Will you quote only the lines starting at the one that contains "Return one point per instance of the ski helmet" and ending with the last line of the listing below, inclusive?

——

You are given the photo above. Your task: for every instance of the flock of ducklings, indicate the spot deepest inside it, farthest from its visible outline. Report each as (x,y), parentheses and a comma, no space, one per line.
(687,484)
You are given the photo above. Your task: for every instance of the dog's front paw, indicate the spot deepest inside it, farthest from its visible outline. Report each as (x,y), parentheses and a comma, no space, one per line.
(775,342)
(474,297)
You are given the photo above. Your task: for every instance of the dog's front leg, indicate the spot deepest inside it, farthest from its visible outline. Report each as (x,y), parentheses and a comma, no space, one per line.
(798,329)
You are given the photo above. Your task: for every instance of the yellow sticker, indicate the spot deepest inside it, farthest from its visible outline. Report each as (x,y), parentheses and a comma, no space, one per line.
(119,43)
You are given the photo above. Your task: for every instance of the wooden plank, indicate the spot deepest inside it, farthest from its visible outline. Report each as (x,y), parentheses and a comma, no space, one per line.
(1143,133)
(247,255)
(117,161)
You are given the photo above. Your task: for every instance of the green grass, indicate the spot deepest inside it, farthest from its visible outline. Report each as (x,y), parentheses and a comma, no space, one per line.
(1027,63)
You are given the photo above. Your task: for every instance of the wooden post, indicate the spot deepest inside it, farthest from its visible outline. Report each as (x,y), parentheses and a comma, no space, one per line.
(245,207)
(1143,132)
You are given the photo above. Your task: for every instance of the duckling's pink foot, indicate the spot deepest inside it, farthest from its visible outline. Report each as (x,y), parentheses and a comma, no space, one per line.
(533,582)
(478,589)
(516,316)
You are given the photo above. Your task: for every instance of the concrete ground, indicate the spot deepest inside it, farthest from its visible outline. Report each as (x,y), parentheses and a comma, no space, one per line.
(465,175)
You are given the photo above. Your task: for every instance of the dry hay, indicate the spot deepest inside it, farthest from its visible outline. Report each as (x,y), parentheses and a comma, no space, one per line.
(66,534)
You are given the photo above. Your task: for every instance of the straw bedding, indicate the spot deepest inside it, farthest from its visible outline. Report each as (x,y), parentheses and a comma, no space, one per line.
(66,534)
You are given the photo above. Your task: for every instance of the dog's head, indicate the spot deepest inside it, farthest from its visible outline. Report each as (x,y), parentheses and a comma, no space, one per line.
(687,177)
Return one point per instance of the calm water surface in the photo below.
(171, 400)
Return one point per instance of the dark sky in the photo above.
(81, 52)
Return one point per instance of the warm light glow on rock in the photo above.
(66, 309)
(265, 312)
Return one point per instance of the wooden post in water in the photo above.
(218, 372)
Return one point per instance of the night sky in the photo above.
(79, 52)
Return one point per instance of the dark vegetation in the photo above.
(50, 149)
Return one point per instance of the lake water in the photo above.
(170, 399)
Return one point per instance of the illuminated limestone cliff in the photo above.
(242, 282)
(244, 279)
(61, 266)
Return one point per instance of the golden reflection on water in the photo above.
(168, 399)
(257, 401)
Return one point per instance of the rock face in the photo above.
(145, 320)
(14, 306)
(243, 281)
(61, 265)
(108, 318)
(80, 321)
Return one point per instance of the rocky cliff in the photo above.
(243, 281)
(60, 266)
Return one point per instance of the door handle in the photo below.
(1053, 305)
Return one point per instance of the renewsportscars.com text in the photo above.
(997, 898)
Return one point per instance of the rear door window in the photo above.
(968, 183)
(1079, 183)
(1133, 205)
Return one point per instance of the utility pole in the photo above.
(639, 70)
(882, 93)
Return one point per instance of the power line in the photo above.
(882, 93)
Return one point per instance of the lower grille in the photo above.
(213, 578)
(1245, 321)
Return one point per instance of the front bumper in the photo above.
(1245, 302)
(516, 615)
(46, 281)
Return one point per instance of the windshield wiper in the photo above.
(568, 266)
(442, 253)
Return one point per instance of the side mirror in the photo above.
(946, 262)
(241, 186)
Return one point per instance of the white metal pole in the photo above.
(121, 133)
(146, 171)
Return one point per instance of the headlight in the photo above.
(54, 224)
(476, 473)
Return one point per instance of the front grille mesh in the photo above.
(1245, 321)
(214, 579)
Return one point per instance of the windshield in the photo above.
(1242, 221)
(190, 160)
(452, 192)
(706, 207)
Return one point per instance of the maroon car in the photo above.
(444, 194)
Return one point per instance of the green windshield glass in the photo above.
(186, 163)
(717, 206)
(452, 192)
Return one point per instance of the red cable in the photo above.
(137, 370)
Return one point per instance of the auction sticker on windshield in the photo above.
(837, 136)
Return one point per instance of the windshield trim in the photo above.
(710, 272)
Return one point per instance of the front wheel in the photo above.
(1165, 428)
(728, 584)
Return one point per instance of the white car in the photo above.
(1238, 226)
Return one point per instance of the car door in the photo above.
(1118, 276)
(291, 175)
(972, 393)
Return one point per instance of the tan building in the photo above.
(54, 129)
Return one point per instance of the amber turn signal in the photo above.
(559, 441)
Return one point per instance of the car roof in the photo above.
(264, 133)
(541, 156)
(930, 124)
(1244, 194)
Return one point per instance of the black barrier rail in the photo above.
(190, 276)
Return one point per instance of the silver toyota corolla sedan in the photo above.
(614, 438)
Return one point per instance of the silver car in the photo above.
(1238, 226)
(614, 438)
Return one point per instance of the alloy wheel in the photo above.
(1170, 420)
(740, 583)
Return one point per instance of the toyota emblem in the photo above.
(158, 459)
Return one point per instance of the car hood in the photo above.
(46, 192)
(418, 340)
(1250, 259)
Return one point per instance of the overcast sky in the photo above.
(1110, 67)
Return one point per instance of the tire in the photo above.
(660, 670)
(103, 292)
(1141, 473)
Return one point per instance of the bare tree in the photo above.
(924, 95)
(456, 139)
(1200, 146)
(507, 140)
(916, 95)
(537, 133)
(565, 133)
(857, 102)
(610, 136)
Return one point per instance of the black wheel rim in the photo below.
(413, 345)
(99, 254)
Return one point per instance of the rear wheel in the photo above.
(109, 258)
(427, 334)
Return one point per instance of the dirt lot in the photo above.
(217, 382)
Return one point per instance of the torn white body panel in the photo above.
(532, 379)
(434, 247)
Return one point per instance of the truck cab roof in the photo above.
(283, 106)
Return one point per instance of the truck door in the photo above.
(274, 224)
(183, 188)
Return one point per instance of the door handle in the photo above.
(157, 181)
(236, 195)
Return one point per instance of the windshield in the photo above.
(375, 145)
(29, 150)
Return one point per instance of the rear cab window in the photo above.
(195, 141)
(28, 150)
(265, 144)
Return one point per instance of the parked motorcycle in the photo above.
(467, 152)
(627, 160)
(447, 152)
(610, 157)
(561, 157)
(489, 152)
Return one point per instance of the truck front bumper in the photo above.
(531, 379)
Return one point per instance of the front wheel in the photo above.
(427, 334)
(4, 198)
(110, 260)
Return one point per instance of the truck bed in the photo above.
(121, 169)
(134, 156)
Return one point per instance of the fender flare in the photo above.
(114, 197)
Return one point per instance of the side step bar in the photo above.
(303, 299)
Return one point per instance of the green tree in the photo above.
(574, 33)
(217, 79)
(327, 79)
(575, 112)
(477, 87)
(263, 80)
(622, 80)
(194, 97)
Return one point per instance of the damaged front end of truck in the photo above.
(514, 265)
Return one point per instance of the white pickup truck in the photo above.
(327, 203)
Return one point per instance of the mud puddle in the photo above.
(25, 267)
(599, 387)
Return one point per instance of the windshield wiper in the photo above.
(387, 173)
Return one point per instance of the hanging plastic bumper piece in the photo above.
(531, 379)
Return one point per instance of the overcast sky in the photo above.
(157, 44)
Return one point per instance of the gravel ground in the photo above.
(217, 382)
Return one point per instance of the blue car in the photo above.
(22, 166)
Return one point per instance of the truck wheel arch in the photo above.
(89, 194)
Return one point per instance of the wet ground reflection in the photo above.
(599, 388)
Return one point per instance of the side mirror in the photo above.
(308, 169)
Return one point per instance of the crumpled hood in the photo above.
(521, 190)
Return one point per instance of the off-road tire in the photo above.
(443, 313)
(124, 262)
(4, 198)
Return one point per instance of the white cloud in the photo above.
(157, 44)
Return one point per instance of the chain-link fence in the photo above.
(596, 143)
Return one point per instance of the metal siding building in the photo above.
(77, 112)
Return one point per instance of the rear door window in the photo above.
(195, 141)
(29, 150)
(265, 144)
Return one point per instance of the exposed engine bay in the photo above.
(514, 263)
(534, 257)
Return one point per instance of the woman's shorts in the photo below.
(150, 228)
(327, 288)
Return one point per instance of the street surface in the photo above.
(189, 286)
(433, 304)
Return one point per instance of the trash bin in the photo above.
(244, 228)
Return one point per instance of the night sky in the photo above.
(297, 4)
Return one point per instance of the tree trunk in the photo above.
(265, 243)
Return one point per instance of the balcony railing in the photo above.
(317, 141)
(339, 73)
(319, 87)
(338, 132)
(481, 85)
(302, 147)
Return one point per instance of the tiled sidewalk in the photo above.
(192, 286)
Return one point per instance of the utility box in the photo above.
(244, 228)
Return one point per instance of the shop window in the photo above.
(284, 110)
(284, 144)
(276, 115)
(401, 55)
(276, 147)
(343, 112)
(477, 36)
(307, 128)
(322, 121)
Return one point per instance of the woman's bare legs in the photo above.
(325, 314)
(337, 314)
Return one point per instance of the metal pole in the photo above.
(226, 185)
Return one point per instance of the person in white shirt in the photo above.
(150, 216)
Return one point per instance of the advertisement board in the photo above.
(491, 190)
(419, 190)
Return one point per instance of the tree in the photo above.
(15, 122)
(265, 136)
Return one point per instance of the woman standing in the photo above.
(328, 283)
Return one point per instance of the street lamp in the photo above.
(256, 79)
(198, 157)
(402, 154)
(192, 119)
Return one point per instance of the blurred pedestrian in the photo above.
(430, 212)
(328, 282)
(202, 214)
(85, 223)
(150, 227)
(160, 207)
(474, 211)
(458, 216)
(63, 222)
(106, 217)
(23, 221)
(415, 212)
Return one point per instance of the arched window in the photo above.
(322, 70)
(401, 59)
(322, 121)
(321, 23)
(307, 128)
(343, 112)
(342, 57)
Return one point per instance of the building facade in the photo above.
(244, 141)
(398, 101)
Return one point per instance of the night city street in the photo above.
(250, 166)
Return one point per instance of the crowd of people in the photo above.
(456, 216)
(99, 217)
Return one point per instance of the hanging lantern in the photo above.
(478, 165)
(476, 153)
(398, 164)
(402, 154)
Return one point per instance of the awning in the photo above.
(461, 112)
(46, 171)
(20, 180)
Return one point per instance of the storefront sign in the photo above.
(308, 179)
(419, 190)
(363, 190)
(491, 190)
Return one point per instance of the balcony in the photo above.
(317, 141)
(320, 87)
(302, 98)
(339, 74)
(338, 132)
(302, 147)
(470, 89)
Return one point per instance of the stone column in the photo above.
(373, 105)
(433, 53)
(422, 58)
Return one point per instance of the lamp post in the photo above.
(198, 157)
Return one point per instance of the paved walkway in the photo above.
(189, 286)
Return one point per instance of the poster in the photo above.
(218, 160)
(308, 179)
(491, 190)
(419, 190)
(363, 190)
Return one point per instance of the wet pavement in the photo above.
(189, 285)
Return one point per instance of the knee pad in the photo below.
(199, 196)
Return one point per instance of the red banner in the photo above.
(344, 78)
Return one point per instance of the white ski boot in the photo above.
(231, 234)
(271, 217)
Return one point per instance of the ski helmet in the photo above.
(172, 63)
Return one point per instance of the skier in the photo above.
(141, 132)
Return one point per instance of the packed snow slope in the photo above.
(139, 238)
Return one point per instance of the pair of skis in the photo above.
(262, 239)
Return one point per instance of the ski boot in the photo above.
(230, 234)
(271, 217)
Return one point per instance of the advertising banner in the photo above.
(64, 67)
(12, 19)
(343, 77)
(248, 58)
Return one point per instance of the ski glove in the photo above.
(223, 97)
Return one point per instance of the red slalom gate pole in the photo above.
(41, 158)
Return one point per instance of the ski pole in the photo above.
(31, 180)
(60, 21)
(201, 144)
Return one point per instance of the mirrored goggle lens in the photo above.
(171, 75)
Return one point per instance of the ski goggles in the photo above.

——

#### Response:
Return one point per instance of the ski helmet in the photo above.
(172, 63)
Return one point per instance of the skier in the photo above.
(141, 132)
Return one point per instance of the packed snow slope in the photo above.
(139, 238)
Return one point per instance of the pair of skis in the photo above.
(262, 239)
Return one point per instance of the ski boot in the photo above.
(230, 234)
(271, 217)
Return one point per instance of the advertising banner in the photo above.
(64, 67)
(12, 19)
(343, 77)
(248, 58)
Return one point per instance of the ski glove in the photo above.
(223, 97)
Return one point per instance of the red slalom gate pole in the photo above.
(41, 158)
Return one point per instance of the ski pole in the photo above.
(31, 180)
(60, 21)
(201, 144)
Return one point per instance of the mirrored goggle lens in the photo above.
(171, 75)
Return one point per instance of the ski goggles in the photo above.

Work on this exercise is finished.